▶ _What you have to do_:
Return each line of the rows below that contains the string "standing". Case counts.

▶ _Dataset rows_:
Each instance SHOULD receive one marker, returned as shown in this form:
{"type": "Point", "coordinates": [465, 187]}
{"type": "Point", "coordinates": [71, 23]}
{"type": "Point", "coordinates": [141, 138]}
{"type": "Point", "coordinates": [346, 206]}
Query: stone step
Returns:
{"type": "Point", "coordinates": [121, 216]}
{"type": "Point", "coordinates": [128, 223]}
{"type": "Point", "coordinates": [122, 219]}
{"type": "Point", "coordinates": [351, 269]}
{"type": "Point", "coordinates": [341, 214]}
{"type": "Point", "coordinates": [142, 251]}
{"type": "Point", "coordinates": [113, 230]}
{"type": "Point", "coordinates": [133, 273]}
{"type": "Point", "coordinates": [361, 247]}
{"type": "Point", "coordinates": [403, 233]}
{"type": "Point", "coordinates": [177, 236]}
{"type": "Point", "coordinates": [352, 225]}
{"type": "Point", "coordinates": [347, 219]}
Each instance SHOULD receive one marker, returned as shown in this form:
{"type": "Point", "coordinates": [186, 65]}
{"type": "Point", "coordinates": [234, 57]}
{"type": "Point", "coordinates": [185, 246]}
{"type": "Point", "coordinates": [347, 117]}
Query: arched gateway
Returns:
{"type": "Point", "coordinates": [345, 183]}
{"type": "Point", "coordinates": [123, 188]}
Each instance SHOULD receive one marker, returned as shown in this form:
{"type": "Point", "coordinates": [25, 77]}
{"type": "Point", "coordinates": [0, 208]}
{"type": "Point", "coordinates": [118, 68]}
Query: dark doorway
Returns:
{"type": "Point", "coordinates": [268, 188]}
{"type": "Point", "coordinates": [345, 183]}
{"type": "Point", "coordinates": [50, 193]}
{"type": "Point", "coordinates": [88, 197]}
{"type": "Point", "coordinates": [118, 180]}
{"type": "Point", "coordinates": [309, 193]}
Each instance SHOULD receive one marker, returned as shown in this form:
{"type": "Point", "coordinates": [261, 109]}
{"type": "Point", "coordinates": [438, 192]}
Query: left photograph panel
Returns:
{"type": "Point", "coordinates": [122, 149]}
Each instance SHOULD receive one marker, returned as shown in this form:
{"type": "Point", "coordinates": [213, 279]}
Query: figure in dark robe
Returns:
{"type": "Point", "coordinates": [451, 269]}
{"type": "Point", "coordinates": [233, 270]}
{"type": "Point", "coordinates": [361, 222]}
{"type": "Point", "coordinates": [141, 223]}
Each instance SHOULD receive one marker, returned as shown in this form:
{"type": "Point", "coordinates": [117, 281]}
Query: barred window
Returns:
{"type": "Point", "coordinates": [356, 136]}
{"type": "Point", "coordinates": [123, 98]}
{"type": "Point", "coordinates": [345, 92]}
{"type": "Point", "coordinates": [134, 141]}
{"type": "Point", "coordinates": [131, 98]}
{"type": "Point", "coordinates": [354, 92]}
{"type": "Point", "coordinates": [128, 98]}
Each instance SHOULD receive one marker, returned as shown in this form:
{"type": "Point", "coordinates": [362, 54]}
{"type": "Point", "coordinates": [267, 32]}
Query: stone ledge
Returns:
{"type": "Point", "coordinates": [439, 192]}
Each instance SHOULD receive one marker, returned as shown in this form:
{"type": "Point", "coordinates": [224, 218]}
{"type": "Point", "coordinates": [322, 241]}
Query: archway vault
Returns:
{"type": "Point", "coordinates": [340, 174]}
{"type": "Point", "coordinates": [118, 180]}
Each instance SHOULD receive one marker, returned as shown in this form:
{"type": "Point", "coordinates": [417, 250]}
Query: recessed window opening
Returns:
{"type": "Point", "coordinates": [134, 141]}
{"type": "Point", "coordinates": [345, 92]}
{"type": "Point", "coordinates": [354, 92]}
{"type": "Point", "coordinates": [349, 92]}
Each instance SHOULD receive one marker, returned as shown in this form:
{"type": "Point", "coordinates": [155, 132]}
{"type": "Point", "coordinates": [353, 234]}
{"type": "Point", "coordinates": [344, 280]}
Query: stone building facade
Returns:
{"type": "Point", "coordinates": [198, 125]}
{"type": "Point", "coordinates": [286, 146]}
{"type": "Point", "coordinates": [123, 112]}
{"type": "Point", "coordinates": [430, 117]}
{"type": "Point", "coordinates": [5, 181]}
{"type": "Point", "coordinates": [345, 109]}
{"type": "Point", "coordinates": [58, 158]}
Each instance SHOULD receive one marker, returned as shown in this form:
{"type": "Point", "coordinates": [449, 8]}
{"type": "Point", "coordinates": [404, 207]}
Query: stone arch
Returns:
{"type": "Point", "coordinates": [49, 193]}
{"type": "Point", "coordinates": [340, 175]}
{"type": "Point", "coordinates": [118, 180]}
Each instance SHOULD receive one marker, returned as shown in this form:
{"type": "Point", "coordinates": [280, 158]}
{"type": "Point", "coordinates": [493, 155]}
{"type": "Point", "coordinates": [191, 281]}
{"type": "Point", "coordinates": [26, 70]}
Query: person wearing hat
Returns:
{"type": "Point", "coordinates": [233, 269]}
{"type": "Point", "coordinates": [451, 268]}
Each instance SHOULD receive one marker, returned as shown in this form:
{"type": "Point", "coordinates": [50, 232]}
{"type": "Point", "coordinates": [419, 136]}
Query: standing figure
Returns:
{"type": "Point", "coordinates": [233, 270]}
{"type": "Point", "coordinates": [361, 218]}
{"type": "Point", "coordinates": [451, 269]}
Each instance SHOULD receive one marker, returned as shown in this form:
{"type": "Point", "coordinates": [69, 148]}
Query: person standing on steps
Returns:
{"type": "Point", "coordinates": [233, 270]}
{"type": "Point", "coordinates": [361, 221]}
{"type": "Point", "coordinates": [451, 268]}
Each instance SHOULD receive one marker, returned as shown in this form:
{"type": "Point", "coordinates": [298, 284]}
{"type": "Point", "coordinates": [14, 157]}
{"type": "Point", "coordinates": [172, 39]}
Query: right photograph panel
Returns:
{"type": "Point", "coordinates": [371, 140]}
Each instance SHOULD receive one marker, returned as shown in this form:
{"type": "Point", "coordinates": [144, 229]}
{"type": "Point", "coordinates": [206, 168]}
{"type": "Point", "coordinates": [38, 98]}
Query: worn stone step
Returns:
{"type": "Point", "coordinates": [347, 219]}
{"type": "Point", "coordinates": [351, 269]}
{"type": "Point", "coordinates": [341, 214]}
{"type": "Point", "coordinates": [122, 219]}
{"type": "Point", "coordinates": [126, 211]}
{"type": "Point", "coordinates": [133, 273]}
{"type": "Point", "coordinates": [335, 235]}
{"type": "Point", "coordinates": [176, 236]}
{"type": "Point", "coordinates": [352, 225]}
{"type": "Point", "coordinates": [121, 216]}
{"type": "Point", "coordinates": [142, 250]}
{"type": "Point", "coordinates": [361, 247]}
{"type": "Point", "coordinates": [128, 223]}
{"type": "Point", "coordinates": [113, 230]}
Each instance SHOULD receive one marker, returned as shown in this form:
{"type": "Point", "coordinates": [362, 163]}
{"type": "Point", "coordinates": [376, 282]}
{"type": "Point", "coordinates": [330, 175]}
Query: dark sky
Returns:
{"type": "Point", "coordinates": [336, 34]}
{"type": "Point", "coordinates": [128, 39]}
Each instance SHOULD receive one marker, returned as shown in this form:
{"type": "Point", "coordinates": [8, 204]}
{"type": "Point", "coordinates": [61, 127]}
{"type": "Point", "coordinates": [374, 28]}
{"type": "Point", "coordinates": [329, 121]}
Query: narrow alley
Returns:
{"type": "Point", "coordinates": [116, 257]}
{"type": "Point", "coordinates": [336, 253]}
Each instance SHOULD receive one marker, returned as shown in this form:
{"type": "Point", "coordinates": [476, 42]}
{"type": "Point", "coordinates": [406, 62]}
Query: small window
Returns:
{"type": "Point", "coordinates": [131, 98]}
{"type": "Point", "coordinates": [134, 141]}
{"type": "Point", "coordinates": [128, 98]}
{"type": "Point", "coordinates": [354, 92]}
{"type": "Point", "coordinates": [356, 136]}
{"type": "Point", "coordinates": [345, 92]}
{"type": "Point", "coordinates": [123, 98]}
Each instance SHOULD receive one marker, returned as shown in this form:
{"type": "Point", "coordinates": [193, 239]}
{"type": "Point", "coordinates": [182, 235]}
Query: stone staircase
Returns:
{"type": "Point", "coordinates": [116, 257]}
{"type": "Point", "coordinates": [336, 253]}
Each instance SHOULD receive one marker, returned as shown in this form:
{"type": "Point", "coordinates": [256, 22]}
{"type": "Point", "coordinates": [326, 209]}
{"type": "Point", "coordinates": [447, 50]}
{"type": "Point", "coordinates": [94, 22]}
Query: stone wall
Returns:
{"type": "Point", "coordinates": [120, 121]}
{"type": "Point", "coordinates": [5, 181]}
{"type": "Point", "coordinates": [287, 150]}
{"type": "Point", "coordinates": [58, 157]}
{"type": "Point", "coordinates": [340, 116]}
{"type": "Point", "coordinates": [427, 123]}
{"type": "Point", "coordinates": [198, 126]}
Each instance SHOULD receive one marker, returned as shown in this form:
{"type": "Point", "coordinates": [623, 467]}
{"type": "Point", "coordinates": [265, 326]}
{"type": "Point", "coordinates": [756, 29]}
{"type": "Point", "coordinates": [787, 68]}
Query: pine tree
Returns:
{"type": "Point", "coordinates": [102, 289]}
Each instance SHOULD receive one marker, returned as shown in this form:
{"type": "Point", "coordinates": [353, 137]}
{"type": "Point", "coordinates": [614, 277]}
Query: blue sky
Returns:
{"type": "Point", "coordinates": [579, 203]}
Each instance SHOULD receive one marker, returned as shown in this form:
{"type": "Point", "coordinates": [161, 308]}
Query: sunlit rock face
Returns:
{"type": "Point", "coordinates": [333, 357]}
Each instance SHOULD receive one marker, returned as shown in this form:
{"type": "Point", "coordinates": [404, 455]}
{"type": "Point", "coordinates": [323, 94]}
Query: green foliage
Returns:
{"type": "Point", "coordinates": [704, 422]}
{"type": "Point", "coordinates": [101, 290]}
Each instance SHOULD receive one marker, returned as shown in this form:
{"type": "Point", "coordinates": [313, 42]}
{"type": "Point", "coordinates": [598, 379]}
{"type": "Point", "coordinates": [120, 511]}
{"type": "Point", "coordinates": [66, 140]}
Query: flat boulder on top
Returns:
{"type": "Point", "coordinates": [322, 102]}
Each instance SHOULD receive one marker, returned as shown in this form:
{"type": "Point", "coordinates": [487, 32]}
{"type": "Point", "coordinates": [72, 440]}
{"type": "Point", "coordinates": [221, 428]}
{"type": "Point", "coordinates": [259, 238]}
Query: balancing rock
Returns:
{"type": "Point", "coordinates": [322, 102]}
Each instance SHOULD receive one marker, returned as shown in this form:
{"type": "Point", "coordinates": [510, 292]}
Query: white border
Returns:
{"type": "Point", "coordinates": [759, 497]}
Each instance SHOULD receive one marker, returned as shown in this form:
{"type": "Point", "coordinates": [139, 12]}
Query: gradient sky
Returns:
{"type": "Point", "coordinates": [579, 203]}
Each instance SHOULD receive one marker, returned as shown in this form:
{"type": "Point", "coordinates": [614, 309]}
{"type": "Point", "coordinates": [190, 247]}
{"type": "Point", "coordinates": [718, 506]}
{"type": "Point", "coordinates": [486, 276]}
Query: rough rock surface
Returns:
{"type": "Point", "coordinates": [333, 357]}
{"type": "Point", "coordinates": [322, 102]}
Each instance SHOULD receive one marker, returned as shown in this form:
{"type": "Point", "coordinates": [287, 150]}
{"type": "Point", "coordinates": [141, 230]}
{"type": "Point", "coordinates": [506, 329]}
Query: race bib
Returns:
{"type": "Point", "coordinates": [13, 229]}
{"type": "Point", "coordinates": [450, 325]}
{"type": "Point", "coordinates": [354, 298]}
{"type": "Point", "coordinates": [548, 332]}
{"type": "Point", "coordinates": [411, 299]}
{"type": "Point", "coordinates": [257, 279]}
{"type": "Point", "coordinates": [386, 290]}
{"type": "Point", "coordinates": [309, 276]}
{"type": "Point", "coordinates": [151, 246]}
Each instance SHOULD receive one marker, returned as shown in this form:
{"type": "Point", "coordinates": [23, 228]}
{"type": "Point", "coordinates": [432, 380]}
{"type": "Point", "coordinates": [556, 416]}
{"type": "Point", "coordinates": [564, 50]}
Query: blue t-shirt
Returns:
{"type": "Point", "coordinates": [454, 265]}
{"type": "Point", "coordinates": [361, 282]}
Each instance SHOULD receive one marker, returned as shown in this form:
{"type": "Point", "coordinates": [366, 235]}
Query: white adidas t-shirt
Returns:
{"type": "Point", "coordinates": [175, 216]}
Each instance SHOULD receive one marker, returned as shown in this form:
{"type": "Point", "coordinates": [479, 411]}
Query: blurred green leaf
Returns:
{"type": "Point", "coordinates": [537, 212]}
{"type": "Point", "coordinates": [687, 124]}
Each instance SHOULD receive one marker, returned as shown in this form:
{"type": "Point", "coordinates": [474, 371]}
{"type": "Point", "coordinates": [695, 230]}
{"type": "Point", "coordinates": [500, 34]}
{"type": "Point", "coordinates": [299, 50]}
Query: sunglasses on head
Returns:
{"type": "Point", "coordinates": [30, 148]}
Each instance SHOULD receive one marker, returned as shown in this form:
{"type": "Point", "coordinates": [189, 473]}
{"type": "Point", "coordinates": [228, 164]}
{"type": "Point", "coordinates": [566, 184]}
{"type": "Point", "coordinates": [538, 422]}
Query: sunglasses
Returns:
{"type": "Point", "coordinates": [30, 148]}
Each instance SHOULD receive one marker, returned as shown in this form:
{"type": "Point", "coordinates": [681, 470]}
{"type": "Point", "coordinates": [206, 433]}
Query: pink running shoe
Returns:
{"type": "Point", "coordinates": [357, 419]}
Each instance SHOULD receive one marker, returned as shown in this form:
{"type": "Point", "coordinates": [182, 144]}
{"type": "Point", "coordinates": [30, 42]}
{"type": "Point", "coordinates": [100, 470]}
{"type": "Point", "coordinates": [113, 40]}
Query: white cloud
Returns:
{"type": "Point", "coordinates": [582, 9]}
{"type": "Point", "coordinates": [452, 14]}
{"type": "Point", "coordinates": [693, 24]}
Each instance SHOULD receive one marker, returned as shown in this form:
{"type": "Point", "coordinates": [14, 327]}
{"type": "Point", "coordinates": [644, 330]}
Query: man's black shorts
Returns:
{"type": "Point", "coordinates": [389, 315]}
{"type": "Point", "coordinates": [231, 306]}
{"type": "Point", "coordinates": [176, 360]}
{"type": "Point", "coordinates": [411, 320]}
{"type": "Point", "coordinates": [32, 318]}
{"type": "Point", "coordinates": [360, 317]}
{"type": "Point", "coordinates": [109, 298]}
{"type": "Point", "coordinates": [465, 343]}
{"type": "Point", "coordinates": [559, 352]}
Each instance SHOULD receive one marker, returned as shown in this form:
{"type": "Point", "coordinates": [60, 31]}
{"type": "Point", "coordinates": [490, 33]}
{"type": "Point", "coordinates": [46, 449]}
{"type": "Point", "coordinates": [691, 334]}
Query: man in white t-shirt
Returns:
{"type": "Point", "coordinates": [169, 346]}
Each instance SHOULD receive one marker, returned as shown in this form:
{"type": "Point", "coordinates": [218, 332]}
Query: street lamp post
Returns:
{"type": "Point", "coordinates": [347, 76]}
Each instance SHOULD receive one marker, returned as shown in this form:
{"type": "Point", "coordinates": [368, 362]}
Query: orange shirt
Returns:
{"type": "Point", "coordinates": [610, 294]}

▶ _Written solution_:
Query: standing figure
Query: person standing on steps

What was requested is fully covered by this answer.